■ SHORT TASK: All of the material below is to be retyped exactly.

----

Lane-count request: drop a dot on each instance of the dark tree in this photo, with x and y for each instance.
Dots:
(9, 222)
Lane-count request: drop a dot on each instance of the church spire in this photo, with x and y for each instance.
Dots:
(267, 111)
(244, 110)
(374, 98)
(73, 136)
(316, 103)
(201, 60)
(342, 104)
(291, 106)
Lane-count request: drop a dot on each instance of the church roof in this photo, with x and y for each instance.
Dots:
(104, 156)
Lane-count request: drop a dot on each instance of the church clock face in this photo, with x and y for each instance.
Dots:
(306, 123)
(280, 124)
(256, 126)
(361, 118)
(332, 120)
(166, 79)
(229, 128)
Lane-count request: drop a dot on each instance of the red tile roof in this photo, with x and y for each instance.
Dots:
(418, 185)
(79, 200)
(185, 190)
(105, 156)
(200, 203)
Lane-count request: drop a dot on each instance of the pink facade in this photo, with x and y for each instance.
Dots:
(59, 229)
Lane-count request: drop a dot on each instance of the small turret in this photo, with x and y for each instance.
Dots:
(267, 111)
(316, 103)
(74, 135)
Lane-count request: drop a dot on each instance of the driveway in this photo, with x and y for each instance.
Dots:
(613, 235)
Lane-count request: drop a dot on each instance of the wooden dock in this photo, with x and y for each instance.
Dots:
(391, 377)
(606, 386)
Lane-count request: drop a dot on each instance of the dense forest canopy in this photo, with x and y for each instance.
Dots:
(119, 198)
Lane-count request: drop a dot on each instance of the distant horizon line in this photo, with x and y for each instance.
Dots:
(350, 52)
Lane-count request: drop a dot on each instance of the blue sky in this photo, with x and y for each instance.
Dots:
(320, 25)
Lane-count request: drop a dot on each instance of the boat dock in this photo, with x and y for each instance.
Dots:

----

■ TASK RESULT:
Lane-count request: drop a dot on each instance of the dark tree in this photo, with x and y for each instance.
Dots:
(9, 222)
Lane-count request: drop a dot on each instance of the church spire in this photo, with x and y for each instance.
Dots:
(267, 111)
(244, 110)
(374, 98)
(73, 136)
(316, 103)
(201, 60)
(342, 104)
(291, 106)
Lane-count request: drop a dot on each instance of the church roof in this photo, with x and y for each instance.
Dots:
(104, 156)
Lane-count request: drop a dot on each instance of the church clock face in this photo, with x and y for each instance.
Dots:
(306, 123)
(280, 124)
(256, 126)
(361, 118)
(332, 120)
(166, 79)
(229, 128)
Lane-count request: drop a dot on each instance of the red tile roof in this photo, with x and y for each instance.
Dots:
(418, 185)
(79, 200)
(185, 190)
(105, 156)
(200, 203)
Lane-count request: drop a dot on each instance of the pink facade in this photo, with x and y for each instance.
Dots:
(59, 229)
Lane-count request: drop a dot on each instance of the small turret in this photo, with x and y for each instance.
Dots:
(267, 111)
(316, 103)
(74, 135)
Lane-count request: drop a dot on each instance of the driveway in this photo, with x and y for each instance.
Dots:
(613, 235)
Lane-count request: drop a dot on each instance of the wooden dock in this photo, with x and y for each instance.
Dots:
(391, 377)
(606, 386)
Lane-count request: drop a dot on each instance of the dense forest canopy in this photo, with x and y for each instance.
Dots:
(119, 198)
Lane-count request: drop a dot on each instance of the distant horizon line in this photo, with x and y for each instance.
Dots:
(350, 52)
Lane-count request: drop a dot on each instance of the blue sky in this photo, with x and y for each instance.
Dots:
(320, 25)
Lane-count request: drop a dot on each instance of the boat dock in this photo, with x and y for each instance.
Dots:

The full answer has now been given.